Problem to work on: Add 80 to every x and y vertex coordinate in the polygon answers, and write out again only the lines from the start of the records up to and including the line with "[[[437,11],[440,14],[447,14],[450,13],[450,3],[444,3],[437,6]]]", requests included.

Dataset records:
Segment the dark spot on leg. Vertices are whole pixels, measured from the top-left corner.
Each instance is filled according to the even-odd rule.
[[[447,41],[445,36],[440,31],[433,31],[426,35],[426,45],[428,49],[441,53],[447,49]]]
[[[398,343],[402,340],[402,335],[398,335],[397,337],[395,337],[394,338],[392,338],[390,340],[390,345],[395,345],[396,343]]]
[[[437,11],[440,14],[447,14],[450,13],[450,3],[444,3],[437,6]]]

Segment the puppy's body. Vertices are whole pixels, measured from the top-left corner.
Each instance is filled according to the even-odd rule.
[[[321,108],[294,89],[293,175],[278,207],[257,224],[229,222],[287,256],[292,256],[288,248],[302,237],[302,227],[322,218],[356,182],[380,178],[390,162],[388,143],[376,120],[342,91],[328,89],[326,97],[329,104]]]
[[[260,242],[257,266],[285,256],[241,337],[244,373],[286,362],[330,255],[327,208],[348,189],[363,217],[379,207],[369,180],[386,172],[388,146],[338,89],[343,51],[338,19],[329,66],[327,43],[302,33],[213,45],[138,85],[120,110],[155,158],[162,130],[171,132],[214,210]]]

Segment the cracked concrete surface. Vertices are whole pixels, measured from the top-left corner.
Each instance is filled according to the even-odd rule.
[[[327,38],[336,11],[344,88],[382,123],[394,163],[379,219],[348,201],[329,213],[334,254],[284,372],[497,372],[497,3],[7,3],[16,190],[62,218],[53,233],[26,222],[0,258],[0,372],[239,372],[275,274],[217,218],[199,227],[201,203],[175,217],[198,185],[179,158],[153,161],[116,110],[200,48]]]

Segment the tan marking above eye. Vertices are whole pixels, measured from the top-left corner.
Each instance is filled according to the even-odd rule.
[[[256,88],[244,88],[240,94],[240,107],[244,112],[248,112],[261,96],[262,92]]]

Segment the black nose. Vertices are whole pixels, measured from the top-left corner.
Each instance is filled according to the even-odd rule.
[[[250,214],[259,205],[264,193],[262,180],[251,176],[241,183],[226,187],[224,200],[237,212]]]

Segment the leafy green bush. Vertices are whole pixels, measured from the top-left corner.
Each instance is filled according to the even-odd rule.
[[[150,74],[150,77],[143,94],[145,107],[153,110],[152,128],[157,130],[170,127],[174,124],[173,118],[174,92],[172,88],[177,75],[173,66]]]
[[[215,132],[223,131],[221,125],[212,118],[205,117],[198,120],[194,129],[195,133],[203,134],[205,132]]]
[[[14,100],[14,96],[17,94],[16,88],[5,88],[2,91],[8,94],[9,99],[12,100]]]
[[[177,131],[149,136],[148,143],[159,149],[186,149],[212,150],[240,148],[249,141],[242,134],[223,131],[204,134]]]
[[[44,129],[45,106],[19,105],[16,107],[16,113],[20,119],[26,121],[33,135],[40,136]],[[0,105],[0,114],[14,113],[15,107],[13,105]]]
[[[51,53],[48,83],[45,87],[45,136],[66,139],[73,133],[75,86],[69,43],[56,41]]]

Written reply:
Segment the dark spot on leg. Vertices are whole pixels, measured from the top-left corner.
Each instance is filled according to the even-odd rule.
[[[527,121],[525,116],[520,111],[513,111],[506,115],[506,125],[508,129],[521,133],[527,129]]]
[[[478,423],[482,420],[482,415],[478,415],[477,417],[475,417],[474,418],[472,418],[470,420],[470,425],[475,425],[476,423]]]
[[[517,91],[520,94],[527,94],[530,93],[530,83],[524,83],[517,86]]]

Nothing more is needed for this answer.